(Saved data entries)
┄┄┄┄┄┄┄┄┄┄
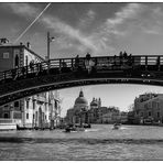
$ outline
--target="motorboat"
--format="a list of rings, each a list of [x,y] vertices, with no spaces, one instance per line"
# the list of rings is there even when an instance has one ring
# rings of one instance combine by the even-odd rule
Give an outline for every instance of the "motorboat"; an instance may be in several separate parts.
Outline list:
[[[118,130],[121,127],[121,123],[115,123],[112,130]]]
[[[84,127],[77,127],[74,124],[69,124],[65,128],[65,132],[78,132],[78,131],[85,131]]]

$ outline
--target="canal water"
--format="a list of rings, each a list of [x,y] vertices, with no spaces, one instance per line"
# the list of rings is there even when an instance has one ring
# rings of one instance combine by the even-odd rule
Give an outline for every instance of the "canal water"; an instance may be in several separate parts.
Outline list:
[[[1,131],[2,161],[163,160],[163,127],[93,124],[85,132]]]

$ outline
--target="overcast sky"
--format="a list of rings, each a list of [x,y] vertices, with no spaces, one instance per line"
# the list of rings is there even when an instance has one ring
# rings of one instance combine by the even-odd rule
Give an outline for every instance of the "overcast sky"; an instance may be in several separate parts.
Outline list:
[[[0,37],[14,43],[47,4],[0,3]],[[32,50],[45,57],[47,31],[55,36],[51,58],[85,56],[87,52],[93,56],[116,55],[120,51],[163,54],[163,3],[51,3],[17,43],[30,41]],[[79,89],[61,90],[63,110],[74,106]],[[88,100],[101,97],[105,106],[122,109],[151,89],[163,93],[161,87],[133,85],[84,87]]]

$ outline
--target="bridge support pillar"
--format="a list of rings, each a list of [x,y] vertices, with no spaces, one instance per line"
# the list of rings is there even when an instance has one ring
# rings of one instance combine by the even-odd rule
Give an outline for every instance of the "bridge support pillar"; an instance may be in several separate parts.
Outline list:
[[[148,56],[145,56],[145,70],[148,70]]]

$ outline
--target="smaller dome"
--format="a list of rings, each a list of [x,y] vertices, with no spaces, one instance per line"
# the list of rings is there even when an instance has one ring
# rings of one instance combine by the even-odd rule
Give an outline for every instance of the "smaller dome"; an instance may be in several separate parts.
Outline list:
[[[75,105],[88,105],[88,101],[87,101],[87,99],[84,97],[84,93],[83,93],[83,90],[80,90],[80,93],[79,93],[79,97],[78,98],[76,98],[76,100],[75,100]]]
[[[90,102],[90,106],[91,107],[97,107],[98,106],[98,102],[95,98],[93,98],[93,101]]]

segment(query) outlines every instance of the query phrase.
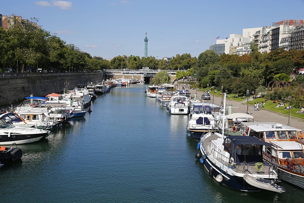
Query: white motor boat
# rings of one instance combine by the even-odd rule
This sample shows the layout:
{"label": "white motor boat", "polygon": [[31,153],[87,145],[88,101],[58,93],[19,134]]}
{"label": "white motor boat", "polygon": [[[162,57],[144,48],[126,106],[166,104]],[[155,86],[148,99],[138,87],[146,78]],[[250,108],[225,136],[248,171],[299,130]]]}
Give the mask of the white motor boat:
{"label": "white motor boat", "polygon": [[195,103],[192,105],[186,129],[189,137],[199,140],[202,135],[216,130],[211,106],[208,103]]}
{"label": "white motor boat", "polygon": [[270,161],[263,160],[263,149],[274,147],[271,143],[244,136],[229,136],[223,139],[212,132],[206,134],[199,143],[199,151],[195,157],[209,175],[224,185],[247,192],[285,191],[276,184],[275,159],[268,156]]}
{"label": "white motor boat", "polygon": [[152,85],[147,86],[147,90],[145,91],[145,93],[147,94],[147,96],[149,97],[155,98],[156,95],[156,92],[158,90],[159,87],[155,84]]}
{"label": "white motor boat", "polygon": [[171,114],[188,114],[188,98],[184,96],[172,96],[167,110]]}
{"label": "white motor boat", "polygon": [[0,145],[25,144],[46,137],[49,131],[34,128],[16,127],[0,119]]}

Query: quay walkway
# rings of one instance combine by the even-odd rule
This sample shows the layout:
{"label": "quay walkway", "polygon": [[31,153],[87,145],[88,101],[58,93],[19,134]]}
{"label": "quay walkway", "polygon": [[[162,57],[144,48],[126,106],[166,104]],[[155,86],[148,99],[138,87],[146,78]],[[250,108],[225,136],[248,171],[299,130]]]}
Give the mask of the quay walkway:
{"label": "quay walkway", "polygon": [[[181,85],[178,86],[179,89],[182,89],[183,86]],[[188,89],[188,88],[186,88]],[[189,89],[189,92],[191,93],[191,96],[193,96],[195,93],[196,93],[196,90]],[[201,96],[204,92],[201,91],[197,91],[197,96],[198,98],[200,98]],[[209,100],[209,102],[212,103],[219,106],[221,105],[222,102],[222,97],[213,95],[210,95],[211,100]],[[213,101],[214,98],[214,101]],[[223,98],[223,99],[224,98]],[[208,102],[206,100],[205,102]],[[223,100],[223,103],[224,103]],[[237,102],[229,99],[226,100],[226,106],[228,105],[232,105],[233,113],[246,113],[247,111],[247,103]],[[238,107],[236,108],[233,107]],[[272,111],[268,110],[260,107],[258,111],[255,111],[253,110],[253,106],[249,105],[248,106],[248,111],[249,114],[254,116],[254,121],[256,122],[276,122],[282,123],[283,125],[287,125],[288,123],[288,115],[283,114],[275,112]],[[301,119],[290,117],[290,126],[302,130],[304,129],[303,127],[304,124],[304,120]]]}

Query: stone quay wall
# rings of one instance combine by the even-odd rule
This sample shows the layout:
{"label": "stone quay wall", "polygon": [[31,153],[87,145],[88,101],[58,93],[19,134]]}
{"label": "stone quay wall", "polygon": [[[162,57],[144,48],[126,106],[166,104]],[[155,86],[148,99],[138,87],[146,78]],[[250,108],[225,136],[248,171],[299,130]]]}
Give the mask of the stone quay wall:
{"label": "stone quay wall", "polygon": [[0,74],[0,106],[20,103],[26,97],[45,97],[63,92],[65,82],[68,89],[78,84],[86,85],[104,78],[103,72],[94,73],[16,73]]}

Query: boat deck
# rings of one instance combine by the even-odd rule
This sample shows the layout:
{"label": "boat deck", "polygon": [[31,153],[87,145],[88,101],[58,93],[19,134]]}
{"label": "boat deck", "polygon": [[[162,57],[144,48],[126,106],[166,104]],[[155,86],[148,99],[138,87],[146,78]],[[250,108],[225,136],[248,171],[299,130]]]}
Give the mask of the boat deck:
{"label": "boat deck", "polygon": [[261,172],[258,172],[255,169],[254,165],[249,165],[247,163],[238,163],[237,165],[231,165],[230,164],[226,164],[227,162],[223,161],[220,158],[216,159],[219,162],[226,165],[226,166],[230,167],[233,167],[233,170],[236,172],[244,174],[252,174],[253,175],[275,175],[272,171],[269,171],[269,167],[268,166],[264,166],[263,169]]}

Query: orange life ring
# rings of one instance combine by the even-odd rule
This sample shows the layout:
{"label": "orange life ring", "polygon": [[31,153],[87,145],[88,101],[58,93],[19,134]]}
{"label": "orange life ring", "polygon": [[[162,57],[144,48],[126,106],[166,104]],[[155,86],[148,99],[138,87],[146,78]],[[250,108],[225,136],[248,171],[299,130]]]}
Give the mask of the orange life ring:
{"label": "orange life ring", "polygon": [[233,132],[237,132],[237,126],[232,126],[232,127],[231,128],[231,130]]}

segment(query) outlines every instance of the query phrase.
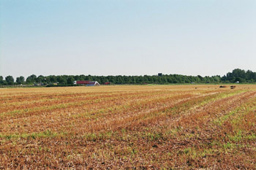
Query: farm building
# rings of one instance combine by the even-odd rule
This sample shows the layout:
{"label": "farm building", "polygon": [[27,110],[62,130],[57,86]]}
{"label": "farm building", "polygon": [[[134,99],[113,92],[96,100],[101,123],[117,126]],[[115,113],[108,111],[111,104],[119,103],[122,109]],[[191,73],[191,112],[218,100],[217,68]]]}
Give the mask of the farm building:
{"label": "farm building", "polygon": [[78,80],[78,81],[74,81],[74,85],[94,86],[94,85],[99,85],[99,83],[97,81]]}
┄┄┄┄┄┄┄┄┄┄
Leave the images out and output the remaining material exactly as it stands.

**WORKED ANSWER:**
$ outline
--target="motorboat"
--format="a list of rings, each a list of [x,y] vertices, with no spaces, one instance per line"
# the list of rings is there even when an instance has one ring
# rings of one instance combine by the even-odd rule
Give an outline for every instance of the "motorboat"; an instance may be in several separate parts.
Outline list:
[[[118,130],[121,127],[121,123],[115,123],[112,130]]]
[[[84,127],[77,127],[74,124],[69,124],[65,128],[65,132],[78,132],[78,131],[85,131]]]

$ outline
--target="canal water"
--format="a list of rings, each a list of [x,y] vertices, with no spaces, one instance per line"
# the list of rings is there even when an instance has one ring
# rings of one instance combine by the even-odd rule
Give an outline for every instance of the "canal water"; an instance may be in several separate parts.
Outline list:
[[[1,131],[2,161],[163,160],[163,127],[93,124],[85,132]]]

$ outline
--target="overcast sky"
--format="a list of rings, each a list of [x,y] vertices, with no spaces, one instance per line"
# the list of rings is there even when an instance has one ring
# rings of one instance combine by the even-odd rule
Give an outline for every instance of the "overcast sky"; an instance may be in several separate parts.
Outline list:
[[[0,37],[14,43],[47,4],[0,3]],[[32,50],[45,57],[47,31],[55,36],[51,58],[85,56],[87,52],[93,56],[116,55],[120,51],[163,54],[163,3],[51,3],[17,43],[30,41]],[[79,89],[61,90],[63,110],[74,106]],[[88,100],[101,97],[105,106],[122,109],[151,89],[163,93],[161,87],[133,85],[84,87]]]

$ outline
--target="bridge support pillar"
--format="a list of rings, each a list of [x,y] vertices, with no spaces, one instance per line"
# the list of rings is there even when an instance has one ring
# rings of one instance combine by the even-odd rule
Give an outline for every instance of the "bridge support pillar"; an instance may be in several separate parts.
Outline list:
[[[148,56],[145,56],[145,70],[148,70]]]

$ outline
--target="smaller dome"
--format="a list of rings, each a list of [x,y] vertices, with no spaces, one instance per line"
# the list of rings is there even when an instance has one ring
# rings of one instance combine by the even-odd rule
Give an outline for every instance of the "smaller dome"; an instance may be in several separate parts.
Outline list:
[[[75,105],[88,105],[88,101],[87,101],[87,99],[84,97],[84,93],[83,93],[83,90],[80,90],[80,93],[79,93],[79,97],[78,98],[76,98],[76,100],[75,100]]]
[[[90,102],[90,106],[91,107],[97,107],[98,106],[98,102],[95,98],[93,98],[93,101]]]

segment(query) outlines every instance of the query phrase.
Query: white motor boat
# rings of one instance combine by the even-odd rule
This sample shows the layout:
{"label": "white motor boat", "polygon": [[31,153],[87,145],[88,101],[58,93],[19,134]]}
{"label": "white motor boat", "polygon": [[[162,57],[144,48],[126,106],[166,104]],[[155,86],[148,99],[138,87],[146,78]],[[250,108],[225,136],[248,171],[299,130]]]}
Give the mask of the white motor boat:
{"label": "white motor boat", "polygon": [[195,103],[192,105],[186,129],[189,137],[199,140],[202,135],[216,130],[211,106],[208,103]]}
{"label": "white motor boat", "polygon": [[270,161],[263,160],[263,149],[274,147],[271,143],[244,136],[229,136],[223,139],[212,132],[206,134],[199,143],[199,151],[195,157],[209,175],[224,185],[247,192],[285,191],[276,184],[275,159],[268,156]]}
{"label": "white motor boat", "polygon": [[152,85],[147,86],[147,90],[145,91],[145,93],[147,94],[147,96],[149,97],[155,98],[156,95],[156,92],[158,90],[159,87],[155,84]]}
{"label": "white motor boat", "polygon": [[171,114],[188,114],[188,98],[184,96],[172,96],[167,110]]}
{"label": "white motor boat", "polygon": [[0,145],[25,144],[46,137],[49,131],[34,128],[16,127],[0,119]]}

Query: quay walkway
# rings of one instance combine by the even-odd rule
This sample shows the layout:
{"label": "quay walkway", "polygon": [[31,153],[87,145],[88,101],[58,93],[19,134]]}
{"label": "quay walkway", "polygon": [[[162,57],[144,48],[126,106],[166,104]],[[155,86],[148,99],[138,87],[146,78]],[[250,108],[225,136],[248,171],[299,130]]]}
Give the mask of the quay walkway:
{"label": "quay walkway", "polygon": [[[181,85],[178,86],[179,89],[182,89],[183,86]],[[188,89],[188,88],[186,88]],[[189,89],[189,92],[191,93],[191,96],[193,96],[195,93],[196,93],[196,90]],[[201,96],[204,92],[201,91],[197,91],[197,96],[198,98],[200,98]],[[209,100],[209,102],[212,103],[219,106],[221,105],[222,102],[222,97],[213,95],[210,95],[211,100]],[[213,101],[214,98],[214,101]],[[223,98],[223,99],[224,98]],[[208,102],[206,100],[205,102]],[[223,100],[223,103],[224,103]],[[237,102],[229,99],[226,100],[226,106],[228,105],[232,105],[233,113],[246,113],[247,111],[247,103]],[[238,107],[236,108],[233,107]],[[272,111],[268,110],[260,107],[258,111],[255,111],[253,110],[253,106],[249,105],[248,106],[248,111],[249,114],[254,116],[254,121],[256,122],[276,122],[282,123],[283,125],[287,125],[288,123],[288,115],[283,114],[275,112]],[[301,119],[290,117],[290,126],[302,130],[304,129],[303,127],[304,124],[304,120]]]}

Query: stone quay wall
# rings of one instance combine by the even-odd rule
This sample shows the layout:
{"label": "stone quay wall", "polygon": [[31,153],[87,145],[88,101],[58,93],[19,134]]}
{"label": "stone quay wall", "polygon": [[[162,57],[144,48],[126,106],[166,104]],[[155,86],[148,99],[138,87],[146,78]],[[250,108],[225,136],[248,171],[299,130]]]}
Give the mask of the stone quay wall:
{"label": "stone quay wall", "polygon": [[0,74],[0,106],[20,103],[26,97],[45,97],[63,92],[65,82],[68,89],[78,84],[86,85],[104,78],[103,72],[94,73],[16,73]]}

Query: boat deck
# rings of one instance combine by the even-odd rule
This sample shows the layout:
{"label": "boat deck", "polygon": [[31,153],[87,145],[88,101],[58,93],[19,134]]}
{"label": "boat deck", "polygon": [[[162,57],[144,48],[126,106],[166,104]],[[155,86],[148,99],[138,87],[146,78]],[[250,108],[225,136],[248,171],[299,130]]]}
Give the mask of the boat deck:
{"label": "boat deck", "polygon": [[261,172],[258,172],[255,169],[254,165],[249,165],[247,163],[238,163],[237,165],[231,165],[230,164],[226,164],[227,162],[223,161],[220,158],[216,159],[219,162],[226,165],[226,166],[230,167],[233,167],[233,170],[236,172],[244,174],[252,174],[253,175],[275,175],[272,171],[269,171],[269,167],[268,166],[264,166],[263,169]]}

Query: orange life ring
# rings of one instance combine by the even-odd rule
This sample shows the layout:
{"label": "orange life ring", "polygon": [[31,153],[87,145],[88,101],[58,93],[19,134]]}
{"label": "orange life ring", "polygon": [[[162,57],[144,48],[126,106],[166,104]],[[155,86],[148,99],[138,87],[146,78]],[[250,108],[225,136],[248,171],[299,130]]]}
Give the mask of the orange life ring:
{"label": "orange life ring", "polygon": [[233,132],[237,132],[237,126],[232,126],[232,127],[231,128],[231,130]]}

segment(query) outlines every instance of the query phrase.
Query: farm building
# rings of one instance combine by the even-odd rule
This sample shows the layout:
{"label": "farm building", "polygon": [[27,110],[62,130],[57,86]]}
{"label": "farm building", "polygon": [[[134,99],[113,92],[96,100],[101,123],[117,126]],[[115,113],[108,111],[111,104],[119,103],[122,109]],[[191,73],[191,112],[218,100],[217,68]]]}
Give the mask of the farm building:
{"label": "farm building", "polygon": [[78,80],[78,81],[74,81],[74,85],[94,86],[94,85],[99,85],[99,83],[97,81]]}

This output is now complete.